▸ **Supplied passage**:
════════════════════
The DPRK embassy in Malaysia said the Vietnamese woman, an Indonesian woman and a North Korean man have been "arrested unreasonably" over the death of a man thought to be Kim Jong-nam, the half-brother of DPRK leader, Kim Jong-un.
Three suspects detained in connection with the alleged murder of a man thought to be Kim Jong-nam should be "immediately released," the North Korean embassy in Malaysia said on Wednesday.
The embassy statement followed a claim by Malaysian police that North Korea was not offering assistance in its probe.
The "innocent" Vietnamese woman, Indonesian woman and North Korean man have been "arrested unreasonably," the embassy said.
Kim Jong-nam is the estranged half-brother of North Korean leader Kim Jong-un. Malaysian authorities allege that two women poisoned him at Kuala Lumpur International Airport on February 13. He died en route to hospital.
The North Korean embassy ridiculed the police account of the man's death saying the suspects could not have survived the alleged attack.
Malaysian police said the women washed their hands soon after poisoning Kim.
Earlier on Wednesday, Malaysian police said a senior official in the North Korean embassy and a staffer at its state airline were also wanted for questioning over the death.
Malaysian police chief Khalid Abu Bakar said that investigators were not receiving assistance from the North Korean embassy in their hunt for four more suspects who they believe fled Malaysia immediately after the alleged assassination.
North Korea denies that the dead man is Kim Jong-nam.
════════════════════
▸ **Material provided**:

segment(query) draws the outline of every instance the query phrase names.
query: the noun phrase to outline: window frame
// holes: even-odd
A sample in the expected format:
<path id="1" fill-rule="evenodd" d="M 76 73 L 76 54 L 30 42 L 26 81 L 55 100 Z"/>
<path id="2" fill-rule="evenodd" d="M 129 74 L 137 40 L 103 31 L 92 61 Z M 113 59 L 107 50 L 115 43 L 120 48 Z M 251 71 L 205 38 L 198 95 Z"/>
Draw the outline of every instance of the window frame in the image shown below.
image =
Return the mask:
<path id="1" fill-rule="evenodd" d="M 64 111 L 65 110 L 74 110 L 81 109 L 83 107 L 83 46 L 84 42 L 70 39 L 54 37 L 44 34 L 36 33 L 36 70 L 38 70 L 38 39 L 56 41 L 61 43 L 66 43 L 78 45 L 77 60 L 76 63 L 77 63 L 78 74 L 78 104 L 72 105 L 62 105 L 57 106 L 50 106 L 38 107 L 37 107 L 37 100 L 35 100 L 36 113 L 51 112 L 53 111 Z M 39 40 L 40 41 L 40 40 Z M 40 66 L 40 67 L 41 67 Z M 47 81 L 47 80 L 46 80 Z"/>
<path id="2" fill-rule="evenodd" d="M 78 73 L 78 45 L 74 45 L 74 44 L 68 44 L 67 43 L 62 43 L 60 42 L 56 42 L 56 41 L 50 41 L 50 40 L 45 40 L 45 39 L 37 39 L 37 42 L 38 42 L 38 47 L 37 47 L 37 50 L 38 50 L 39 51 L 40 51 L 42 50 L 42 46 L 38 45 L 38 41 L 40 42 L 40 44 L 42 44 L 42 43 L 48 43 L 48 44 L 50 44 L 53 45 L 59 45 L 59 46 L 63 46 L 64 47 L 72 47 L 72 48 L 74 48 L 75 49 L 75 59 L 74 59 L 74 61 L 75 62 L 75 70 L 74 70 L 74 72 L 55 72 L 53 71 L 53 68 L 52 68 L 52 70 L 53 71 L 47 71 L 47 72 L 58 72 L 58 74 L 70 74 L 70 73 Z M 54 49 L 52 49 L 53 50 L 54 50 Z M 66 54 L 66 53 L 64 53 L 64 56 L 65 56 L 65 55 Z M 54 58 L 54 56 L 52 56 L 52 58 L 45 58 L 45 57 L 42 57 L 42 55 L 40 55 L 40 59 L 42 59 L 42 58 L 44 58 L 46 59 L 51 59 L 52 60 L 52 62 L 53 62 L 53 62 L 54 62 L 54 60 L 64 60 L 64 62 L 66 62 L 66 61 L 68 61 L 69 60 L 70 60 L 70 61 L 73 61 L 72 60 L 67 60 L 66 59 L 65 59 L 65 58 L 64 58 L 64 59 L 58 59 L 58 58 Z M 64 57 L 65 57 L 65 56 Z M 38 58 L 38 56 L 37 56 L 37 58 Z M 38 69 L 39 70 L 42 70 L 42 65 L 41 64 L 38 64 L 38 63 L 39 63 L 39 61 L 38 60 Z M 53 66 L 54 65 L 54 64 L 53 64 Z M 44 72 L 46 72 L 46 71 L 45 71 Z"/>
════════════════════
Retype the part of the embassy news report starting with "The DPRK embassy" and going on through "leader, Kim Jong-un.". None of the data is needed here.

The DPRK embassy in Malaysia said the Vietnamese woman, an Indonesian woman and a North Korean man have been "arrested unreasonably" over the death of a man thought to be Kim Jong-nam, the half-brother of DPRK leader, Kim Jong-un.